- _PROBLEM DETAILS_:
In the Nook eBay deal thread, what code does the SquareTrade card list for the 40% discount?
## Start DOCUMENT SECTION
# ENDED--Nook wi-fi (Manufacturer refurbished) on Ebay $79



## Barbiedull (Jul 13, 2010)

direct from Barnes & Noble:
http://cgi.ebay.com/NOOK-Barnes-and-Noble-Wi-Fi-eReader-eBook-Reader-/300497023543?pt=LH_DefaultDomain_0&hash=item45f704b237

The $79 price is over.


----------



## Meemo (Oct 27, 2008)

I just ordered a couple of these for my daughters.  They both have Kindles, but now they can access library books too.  Just too good of a deal to pass up.  Did get charged FL sales tax, though.  Still, $84 each is a great deal.  And I'll hopefully get the Square Trade deals on the extended warranties tonight too - they both have toddlers running around, so accidental coverage is a good idea for them.  (Not to mention B&N doesn't quite have the same customer service Amazon does... )


----------



## Barbiedull (Jul 13, 2010)

Meemo, I don't know if this has been posted yet, but I got a card in the mail from SquareTrade.
40% off starting friday midnight EST with the code JINGLE.
I "think" you can get the warranty and add the serial number later, but I'm not positive...


----------



## Meemo (Oct 27, 2008)

Barbiedull said:


> Meemo, I don't know if this has been posted yet, but I got a card in the mail from SquareTrade.
> 40% off starting friday midnight EST with the code JINGLE.
> I "think" you can get the warranty and add the serial number later, but I'm not positive...


I just sent them an e-mail (I did get that card - thanks!) - when I entered the eBay item # I got a message that it isn't covered. But I've gotten that message in error before. Guess I'll be on the phone just after midnight tonight...


----------



## AmberLi (Sep 15, 2010)

Meemo said:


> I just sent them an e-mail (I did get that card - thanks!) - when I entered the eBay item # I got a message that it isn't covered. But I've gotten that message in error before. Guess I'll be on the phone just after midnight tonight...


Please let us know if you can get the accidental coverage for the Refurbed - I ran into the same ebay purchase problem!


----------



## sabinfire (Nov 11, 2010)

I ordered one of these.  $79 for a Nook is a steal.  Can't wait to use both the Kindle and Nook side-by-side.


----------



## Meemo (Oct 27, 2008)

AmberLi said:


> Please let us know if you can get the accidental coverage for the Refurbed - I ran into the same ebay purchase problem!


They sent an email saying that yes, I could - the issue with buying online was that I'd bought two at one time. I tried calling last night to get the 40% off, but didn't have the patience to wait on the phone. It was only $79 anyway, so I haven't decided whether it's worth it to mess with it, but I probably will. Maybe they'll have their usual 30% off at the beginning of the month.
## End DOCUMENT SECTION
## Start RECORDED DATA
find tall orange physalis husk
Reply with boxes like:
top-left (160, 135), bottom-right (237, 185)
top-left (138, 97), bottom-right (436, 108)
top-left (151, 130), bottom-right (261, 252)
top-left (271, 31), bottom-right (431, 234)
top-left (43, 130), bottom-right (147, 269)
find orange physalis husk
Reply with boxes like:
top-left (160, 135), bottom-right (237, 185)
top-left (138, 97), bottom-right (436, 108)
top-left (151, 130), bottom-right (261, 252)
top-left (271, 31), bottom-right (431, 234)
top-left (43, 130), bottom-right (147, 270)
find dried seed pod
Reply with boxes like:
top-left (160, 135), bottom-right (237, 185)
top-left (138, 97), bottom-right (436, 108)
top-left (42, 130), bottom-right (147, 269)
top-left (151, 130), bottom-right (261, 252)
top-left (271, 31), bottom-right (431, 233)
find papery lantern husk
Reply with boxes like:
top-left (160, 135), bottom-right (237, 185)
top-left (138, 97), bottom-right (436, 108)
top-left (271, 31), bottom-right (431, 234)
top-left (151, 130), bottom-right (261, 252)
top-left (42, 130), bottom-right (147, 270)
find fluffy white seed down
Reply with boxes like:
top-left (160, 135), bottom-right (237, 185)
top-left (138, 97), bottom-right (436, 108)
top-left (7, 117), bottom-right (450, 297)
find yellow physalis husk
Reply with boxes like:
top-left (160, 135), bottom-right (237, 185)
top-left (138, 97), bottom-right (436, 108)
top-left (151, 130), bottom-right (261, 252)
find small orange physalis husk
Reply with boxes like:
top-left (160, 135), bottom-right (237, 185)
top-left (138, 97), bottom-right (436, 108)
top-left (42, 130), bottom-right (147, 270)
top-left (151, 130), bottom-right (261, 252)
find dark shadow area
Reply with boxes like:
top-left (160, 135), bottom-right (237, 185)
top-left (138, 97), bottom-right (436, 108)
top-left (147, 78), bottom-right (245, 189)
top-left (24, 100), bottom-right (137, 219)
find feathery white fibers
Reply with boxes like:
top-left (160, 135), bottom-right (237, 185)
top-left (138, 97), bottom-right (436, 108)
## End RECORDED DATA
- _THE REPLY_:
JINGLE